● WHAT NEEDS TO BE DONE:
Copy the lines below word for word, from the line containing "Can you tell me where the wooden gazebo" through the line containing "[16,119,130,173]", including both of those lines.
# THE DATA start
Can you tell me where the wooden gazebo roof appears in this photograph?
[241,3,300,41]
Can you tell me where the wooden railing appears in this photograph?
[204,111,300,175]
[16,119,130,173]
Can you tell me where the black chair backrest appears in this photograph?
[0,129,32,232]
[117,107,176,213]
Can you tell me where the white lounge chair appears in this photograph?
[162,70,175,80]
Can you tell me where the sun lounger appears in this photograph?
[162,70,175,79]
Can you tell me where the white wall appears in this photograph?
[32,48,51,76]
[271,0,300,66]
# THE DATA end
# THE DATA start
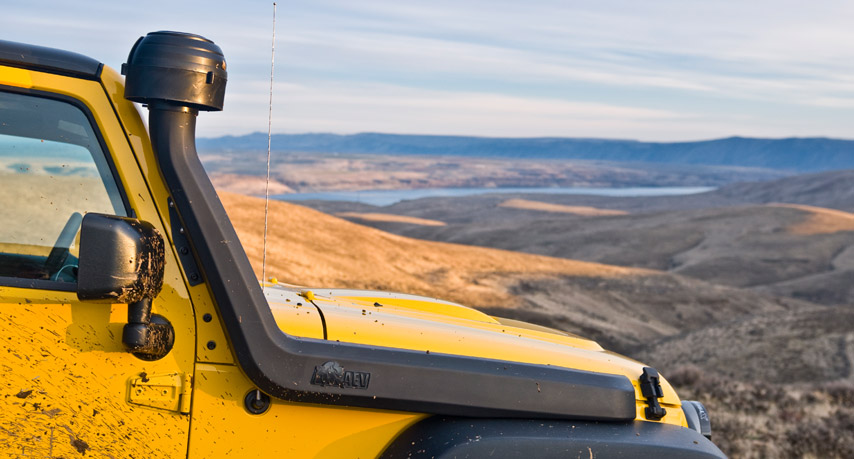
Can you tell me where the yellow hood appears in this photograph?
# THE DATA end
# THE DATA start
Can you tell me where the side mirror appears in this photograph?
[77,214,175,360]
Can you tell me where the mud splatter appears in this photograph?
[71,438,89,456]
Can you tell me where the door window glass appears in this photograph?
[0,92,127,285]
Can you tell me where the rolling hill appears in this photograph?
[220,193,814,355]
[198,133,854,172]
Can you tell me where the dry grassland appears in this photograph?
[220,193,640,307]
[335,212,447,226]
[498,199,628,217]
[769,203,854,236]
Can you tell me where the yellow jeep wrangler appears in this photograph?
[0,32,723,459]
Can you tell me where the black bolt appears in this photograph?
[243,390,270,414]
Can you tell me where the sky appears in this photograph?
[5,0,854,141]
# THE DATA end
● COMPLETE RESPONSE:
Can you tell me where the wooden gazebo roof appears in this photograph?
[241,3,300,41]
Can you tell me where the wooden railing appears in this photograph?
[204,111,300,175]
[16,119,130,173]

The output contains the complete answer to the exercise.